Referring expression pointing data
:::

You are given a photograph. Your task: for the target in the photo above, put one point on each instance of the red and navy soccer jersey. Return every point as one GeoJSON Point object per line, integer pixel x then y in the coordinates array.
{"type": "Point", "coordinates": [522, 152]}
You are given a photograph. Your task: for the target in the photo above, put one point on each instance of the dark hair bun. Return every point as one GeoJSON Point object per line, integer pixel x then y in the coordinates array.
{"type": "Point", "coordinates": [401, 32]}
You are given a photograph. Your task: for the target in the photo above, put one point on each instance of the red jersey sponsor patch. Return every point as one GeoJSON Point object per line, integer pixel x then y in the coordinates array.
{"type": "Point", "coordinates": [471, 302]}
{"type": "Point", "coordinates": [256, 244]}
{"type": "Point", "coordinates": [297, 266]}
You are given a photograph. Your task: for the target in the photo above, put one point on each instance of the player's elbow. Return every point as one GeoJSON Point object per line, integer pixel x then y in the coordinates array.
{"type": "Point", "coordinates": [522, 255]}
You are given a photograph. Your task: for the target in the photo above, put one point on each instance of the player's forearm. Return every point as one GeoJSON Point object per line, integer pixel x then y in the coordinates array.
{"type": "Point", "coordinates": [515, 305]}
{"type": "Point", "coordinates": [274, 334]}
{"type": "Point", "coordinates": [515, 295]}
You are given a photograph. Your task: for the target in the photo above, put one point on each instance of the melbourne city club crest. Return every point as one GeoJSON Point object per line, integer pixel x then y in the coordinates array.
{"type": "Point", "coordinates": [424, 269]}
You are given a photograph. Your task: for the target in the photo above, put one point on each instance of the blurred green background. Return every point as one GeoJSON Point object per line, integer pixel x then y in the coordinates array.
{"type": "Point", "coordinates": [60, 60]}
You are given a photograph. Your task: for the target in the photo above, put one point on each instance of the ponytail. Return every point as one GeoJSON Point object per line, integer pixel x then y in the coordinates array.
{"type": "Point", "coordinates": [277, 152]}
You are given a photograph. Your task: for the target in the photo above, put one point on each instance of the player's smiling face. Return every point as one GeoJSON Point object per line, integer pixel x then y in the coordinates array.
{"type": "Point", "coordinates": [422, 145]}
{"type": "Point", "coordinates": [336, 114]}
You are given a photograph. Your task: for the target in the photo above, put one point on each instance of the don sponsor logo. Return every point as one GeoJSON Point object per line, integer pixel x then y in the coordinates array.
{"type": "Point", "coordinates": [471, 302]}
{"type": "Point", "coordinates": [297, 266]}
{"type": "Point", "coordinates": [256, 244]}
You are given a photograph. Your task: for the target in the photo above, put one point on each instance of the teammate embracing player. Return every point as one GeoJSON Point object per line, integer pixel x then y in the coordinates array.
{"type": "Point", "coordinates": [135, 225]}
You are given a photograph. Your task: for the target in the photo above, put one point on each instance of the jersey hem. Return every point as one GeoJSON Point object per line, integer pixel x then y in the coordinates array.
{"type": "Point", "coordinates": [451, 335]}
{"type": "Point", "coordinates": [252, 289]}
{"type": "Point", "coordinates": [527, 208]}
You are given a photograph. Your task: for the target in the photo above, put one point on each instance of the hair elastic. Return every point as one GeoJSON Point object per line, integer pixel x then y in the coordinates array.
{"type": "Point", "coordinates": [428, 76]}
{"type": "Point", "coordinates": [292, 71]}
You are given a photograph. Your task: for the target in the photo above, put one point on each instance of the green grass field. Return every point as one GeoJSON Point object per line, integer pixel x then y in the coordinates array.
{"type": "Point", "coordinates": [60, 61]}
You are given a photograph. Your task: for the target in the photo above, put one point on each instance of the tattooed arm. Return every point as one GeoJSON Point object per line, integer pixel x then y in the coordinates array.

:::

What you have to do: All of the data above should be written out again word for word.

Problem solution:
You are given a photograph. Your task: for the target in the photo above, put one point on each instance of the red and navy soccer jersey. Return every point as one GeoJSON Point object per line, integer pixel x then y in the coordinates array.
{"type": "Point", "coordinates": [522, 152]}
You are given a photograph. Your task: for the target in the photo above, put one point on each instance of the dark hair bun. Return every point as one GeoJSON Point object per line, integer pixel x then y in the coordinates array.
{"type": "Point", "coordinates": [401, 32]}
You are given a photograph. Your task: for the target in the photo above, put one point on each instance of the red jersey sponsor patch. Return every point as one GeoJSON Point object per line, integer pixel x then y in the coordinates array.
{"type": "Point", "coordinates": [471, 302]}
{"type": "Point", "coordinates": [256, 244]}
{"type": "Point", "coordinates": [297, 266]}
You are given a photograph. Your task: for the target in the photo above, put one point on each instance of the player's elbow. Return every point as one GeoJSON Point object per line, integer pixel x then y in the coordinates array.
{"type": "Point", "coordinates": [522, 255]}
You are given a photograph. Your task: for the target in the photo above, put one point on each instance of the player's forearm. Return every point as one GeoJSON Point object per line, integer pixel x then y in the coordinates array.
{"type": "Point", "coordinates": [515, 305]}
{"type": "Point", "coordinates": [274, 334]}
{"type": "Point", "coordinates": [515, 295]}
You are given a photograph. Your task: for the target in the photo above, put one point on each instance of the melbourne city club crest. Return every point as one GeoJSON Point object per line, integer pixel x then y in the coordinates array.
{"type": "Point", "coordinates": [424, 269]}
You are given a photograph. Your task: for the target in the photo above, put one point on each instance of the blurred green background. Return every point as one GeoJSON Point object per line, integer pixel x then y in the coordinates array.
{"type": "Point", "coordinates": [60, 60]}
You are given a photograph. Your task: for the target in the photo above, put one point on each instance of the ponytail. Return every point as one GeoJSON Point object per line, integer pixel x then y in the coordinates array.
{"type": "Point", "coordinates": [277, 152]}
You are given a photograph. Your task: for the target in the photo above, put one point on each instance of the player's smiling face. Return every point as one GeoJSON Point object per line, integer pixel x then y in the coordinates array.
{"type": "Point", "coordinates": [422, 145]}
{"type": "Point", "coordinates": [336, 114]}
You are given a photograph. Your task: for the target in the photo above, put one point on each instance of the don sponsor logo. Return every point as one GeoJSON Point object per line, integer pixel x then y in the coordinates array.
{"type": "Point", "coordinates": [471, 302]}
{"type": "Point", "coordinates": [297, 266]}
{"type": "Point", "coordinates": [256, 244]}
You are given a photograph. Your task: for the target in the photo above, put one point on each instance of the teammate embracing player. Return every point as one GeoJSON Point object per line, integer pixel x then y in the coordinates array.
{"type": "Point", "coordinates": [135, 225]}
You are given a photograph. Your task: for the target in the photo above, put one point on each instance of the jersey hem. Return every point as one GeoJSON Point object per line, integer pixel x then y in the coordinates array.
{"type": "Point", "coordinates": [451, 335]}
{"type": "Point", "coordinates": [252, 289]}
{"type": "Point", "coordinates": [527, 208]}
You are given a photograph. Your task: for the target in the photo above, put one point on each instance of the hair elastic. Return every point as one GeoJSON Point object per line, integer pixel x then y in the coordinates array.
{"type": "Point", "coordinates": [428, 76]}
{"type": "Point", "coordinates": [292, 71]}
You are given a photograph. Your task: for the target in the photo above, put one point on each instance of the green grass field. Return every point as one GeoJSON Point object per line, integer pixel x then y in the coordinates array.
{"type": "Point", "coordinates": [60, 61]}
You are given a photograph. Your task: for the target in the photo above, put one point on each instance of the tattooed arm. Return every point as one GeoJSON Point object per line, integer pixel x then y in the coordinates array.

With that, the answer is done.